| Written task |
Reproduce the rows below word for word, leaving out the pictures.

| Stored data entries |
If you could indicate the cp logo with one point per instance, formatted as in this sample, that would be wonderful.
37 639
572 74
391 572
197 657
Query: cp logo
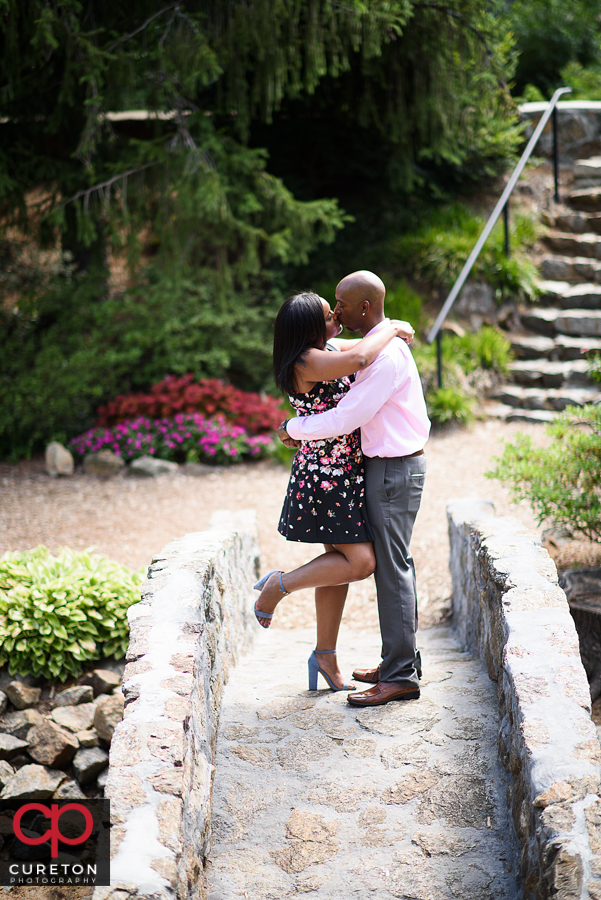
53 813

| Finished answer |
If you could indicate the cp logo with one point per instance, formatted as in this sample, that would be wonderful.
37 639
572 74
391 572
197 657
Query: cp logo
53 813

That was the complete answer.